# Scalance S602



## OE-MS1 (18 August 2022)

Bei uns in der Firma sind diverse Router von 3.Firmen verbaut.
Ich habe die Projektdatei des Security Configuration Tools nicht.

Ist es möglich die aktuelle Konfiguration von dem S602 zu ziehen oder brauche ich das original Projekt?
(--> Ich müsste die IPs im Linking Table anpassen und will nicht die 3. Firmen beauftragen)


----------



## DeltaMikeAir (18 August 2022)

OE-MS1 schrieb:


> Ist es möglich die aktuelle Konfiguration von dem S602 zu ziehen oder brauche ich das original Projekt?
> (--> Ich müsste die IPs im Linking Table anpassen und will nicht die 3. Firmen beauftragen)


Ist dir denn das Passwort des/der Geräte bekannt?


----------



## OE-MS1 (18 August 2022)

DeltaMikeAir schrieb:


> Ist dir denn das Passwort des/der Geräte bekannt?


Ja, die Firmen verwenden ein Standardpasswort (hat man mir gesagt ).


----------



## DeltaMikeAir (18 August 2022)

OE-MS1 schrieb:


> ein Standardpasswort


ein oder das Standardpasswort? Wenn Sie das Standardpasswort ab Werk benutzen wäre es ja schwach.

Ansonsten, wie oder ob man mit dem SCT Tool sichern kann, ich weiß es nicht. Vielleicht meldet sich noch jemand anderer dazu.
Im Handbuch steht zumindest mal nichts dazu. Haben die S602 Geräte kein WBM?


----------



## OE-MS1 (18 August 2022)

Ja ist ein Firmeninternes Standardpasswort. Nicht optimal aber OK. (man braucht soweit mir bekannt ohnehin physischen Zugang)
WMB kenne ich nicht. (Web Based....) Meines wissens gibt es kein Webinterface
--> Ich bin leider kein SPSler. Ich muss nur mit anderer Sensorik/PC durch den Router


----------

## AUSGANGSZEILEN
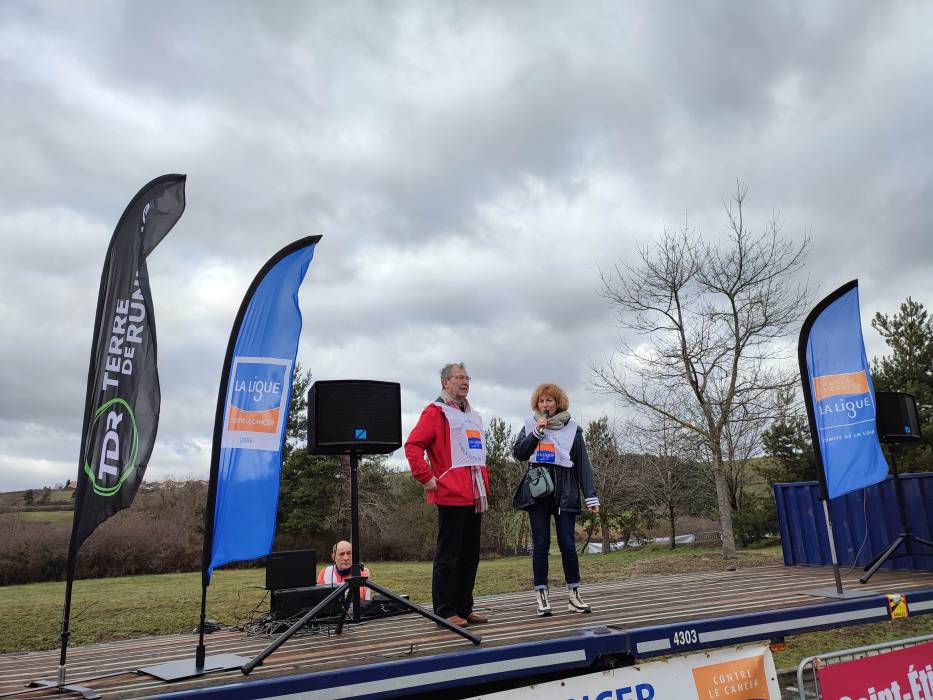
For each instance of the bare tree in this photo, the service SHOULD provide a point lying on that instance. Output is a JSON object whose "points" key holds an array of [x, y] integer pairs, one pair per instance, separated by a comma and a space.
{"points": [[714, 316]]}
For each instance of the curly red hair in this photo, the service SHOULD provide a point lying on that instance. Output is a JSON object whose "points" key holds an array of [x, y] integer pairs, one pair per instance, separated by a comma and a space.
{"points": [[555, 392]]}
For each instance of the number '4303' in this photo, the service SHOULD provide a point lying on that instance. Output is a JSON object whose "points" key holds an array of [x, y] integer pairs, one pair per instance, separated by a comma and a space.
{"points": [[682, 637]]}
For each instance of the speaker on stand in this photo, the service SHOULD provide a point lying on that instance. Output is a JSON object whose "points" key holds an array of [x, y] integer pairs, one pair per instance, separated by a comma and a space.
{"points": [[897, 424], [354, 417]]}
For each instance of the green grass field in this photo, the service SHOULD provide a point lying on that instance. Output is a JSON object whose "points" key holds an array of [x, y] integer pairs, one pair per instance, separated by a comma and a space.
{"points": [[118, 608]]}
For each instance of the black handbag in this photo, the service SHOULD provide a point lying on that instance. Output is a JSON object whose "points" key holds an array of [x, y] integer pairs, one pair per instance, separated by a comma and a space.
{"points": [[540, 483]]}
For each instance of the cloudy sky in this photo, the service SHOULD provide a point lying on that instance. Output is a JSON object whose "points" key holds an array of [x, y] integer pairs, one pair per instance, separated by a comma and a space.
{"points": [[471, 165]]}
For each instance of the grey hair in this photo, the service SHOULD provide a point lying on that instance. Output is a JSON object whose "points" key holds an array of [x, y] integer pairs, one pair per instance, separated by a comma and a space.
{"points": [[447, 371]]}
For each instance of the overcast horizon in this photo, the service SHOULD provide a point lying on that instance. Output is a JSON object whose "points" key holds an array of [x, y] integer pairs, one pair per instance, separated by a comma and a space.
{"points": [[471, 167]]}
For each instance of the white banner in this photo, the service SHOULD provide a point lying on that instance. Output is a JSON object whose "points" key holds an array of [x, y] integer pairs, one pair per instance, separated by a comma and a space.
{"points": [[740, 673]]}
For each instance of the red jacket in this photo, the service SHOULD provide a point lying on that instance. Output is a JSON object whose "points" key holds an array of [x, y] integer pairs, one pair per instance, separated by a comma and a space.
{"points": [[432, 435]]}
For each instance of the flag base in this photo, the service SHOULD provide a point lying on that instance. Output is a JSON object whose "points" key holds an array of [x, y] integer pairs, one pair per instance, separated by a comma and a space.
{"points": [[188, 668], [833, 593], [85, 692]]}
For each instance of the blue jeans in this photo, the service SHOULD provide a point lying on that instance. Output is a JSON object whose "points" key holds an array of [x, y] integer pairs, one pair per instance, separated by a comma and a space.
{"points": [[540, 517]]}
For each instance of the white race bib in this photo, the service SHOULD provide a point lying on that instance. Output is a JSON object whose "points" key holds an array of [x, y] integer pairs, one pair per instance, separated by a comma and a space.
{"points": [[467, 447], [554, 447]]}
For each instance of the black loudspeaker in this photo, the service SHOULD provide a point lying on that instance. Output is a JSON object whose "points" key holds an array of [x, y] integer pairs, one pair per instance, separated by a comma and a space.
{"points": [[358, 415], [896, 417]]}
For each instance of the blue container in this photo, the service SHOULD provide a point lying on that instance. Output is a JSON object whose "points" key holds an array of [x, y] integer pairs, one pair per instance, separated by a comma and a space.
{"points": [[864, 523]]}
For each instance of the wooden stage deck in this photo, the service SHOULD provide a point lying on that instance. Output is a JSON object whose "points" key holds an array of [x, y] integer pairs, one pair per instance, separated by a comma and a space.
{"points": [[625, 605]]}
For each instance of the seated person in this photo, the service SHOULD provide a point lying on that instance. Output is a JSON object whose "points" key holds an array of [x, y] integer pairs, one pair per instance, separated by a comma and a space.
{"points": [[339, 571]]}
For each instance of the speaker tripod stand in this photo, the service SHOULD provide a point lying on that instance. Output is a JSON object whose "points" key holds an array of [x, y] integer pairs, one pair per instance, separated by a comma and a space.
{"points": [[351, 587], [906, 537]]}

## AUFGABE 1
Liste alle Fragen auf, die DeltaMikeAir im Forumsthread zum Scalance S602 selbst stellt, ohne Zitate.
## AUFGABE 2
Ändere in den Zeilen, beginnend mit der Zeile, die „For each instance of the speaker tripod“ enthält, und endend mit der letzten Zeile, „speaker tripod stand“ zu „loudspeaker stand“. Alles andere bleibt gleich. Gib nur diese Zeilen aus.
Der Forumsthread und die Zeilen haben nichts miteinander zu tun.

## ANTWORT 1
- Ist dir denn das Passwort des/der Geräte bekannt?
- ein oder das Standardpasswort?
- Haben die S602 Geräte kein WBM?

## ANTWORT 2
For each instance of the loudspeaker stand in this photo, the service SHOULD provide a point lying on that instance. Output is a JSON object whose "points" key holds an array of [x, y] integer pairs, one pair per instance, separated by a comma and a space.
{"points": [[351, 587], [906, 537]]}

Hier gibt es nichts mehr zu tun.